- EXTRACT PROVIDED
........

Whew! That's a lot of code! Let's break down some of this code:

  • The DebuggerDisplay, DebuggerTypeProxy, DebuggerBrowsable, DebuggerNonUserCode attributes and DebugTypeProxy classes enhance the debugging experience.
  • Discriminated union types are marked as Serializable.
  • Discriminated union types implement equality and comparison (IEquatable, IComparable, IStructuralEquatable, IStructuralComparable, Equals(), GetHashCode())
  • Tags (simple integer constants) are used to optimize the implementation of equality and comparison.

It seems inviable to write such an amount of code in C# every time we want an ADT. However, underneath all the attributes and noise, the gist of it is quite simple: a class hierarchy starting with an abstract class plus a concrete subclass for each case:

abstract class Shape {
    class Circle: Shape {
        public readonly float Radius;

        public Circle(float radius) {
            Radius = radius;
        }
    }

    class Rectangle: Shape {
        public readonly double Height;
        public readonly double Width;

        public Rectangle(double height, double width) {
            Height = height;
            Width = width;
        }
    }
}

Shape is abstract because the only valid cases are Circle and Rectangle. Instantiating a Shape doesn't make sense!

Now, there's a detail we have to take care of: ADTs are closed, which means that we can't add new shapes to the type without changing the Shape type itself. This is in contradiction with the general practice of OOP: if we wanted a Square we could just create a new subclass of Shape. That, however, complicates things since it makes writing total functions over Shapes harder (impossible?). For more information about this and a comparison of OO (classes/subtyping) vs FP (closed ADTs) see this Stackoverflow question. OCaml supports "open ADTs" (actually called "open variants" or "polymorphic variants") which are powerful but have their cons too.

........

- DATA LINES

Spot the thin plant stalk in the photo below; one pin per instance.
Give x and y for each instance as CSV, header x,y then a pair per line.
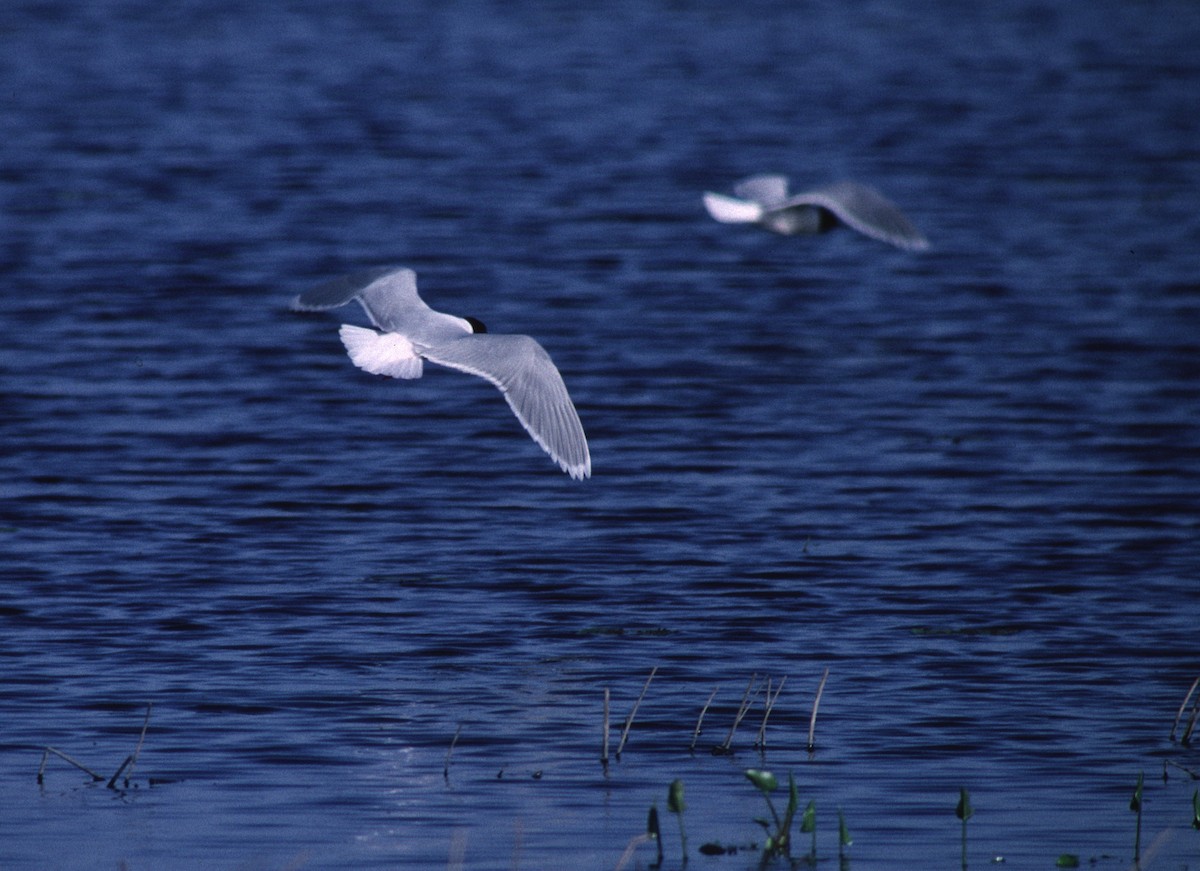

........

- PROBLEM TO WORK ON
From the passage on algebraic data types in C#, reproduce word for word the part that begins with the words containing "public Rectangle(double height, double" and ends with "doesn't make sense!".

- OUTPUT
public Rectangle(double height, double width) {
            Height = height;
            Width = width;
        }
    }
}

Shape is abstract because the only valid cases are Circle and Rectangle. Instantiating a Shape doesn't make sense!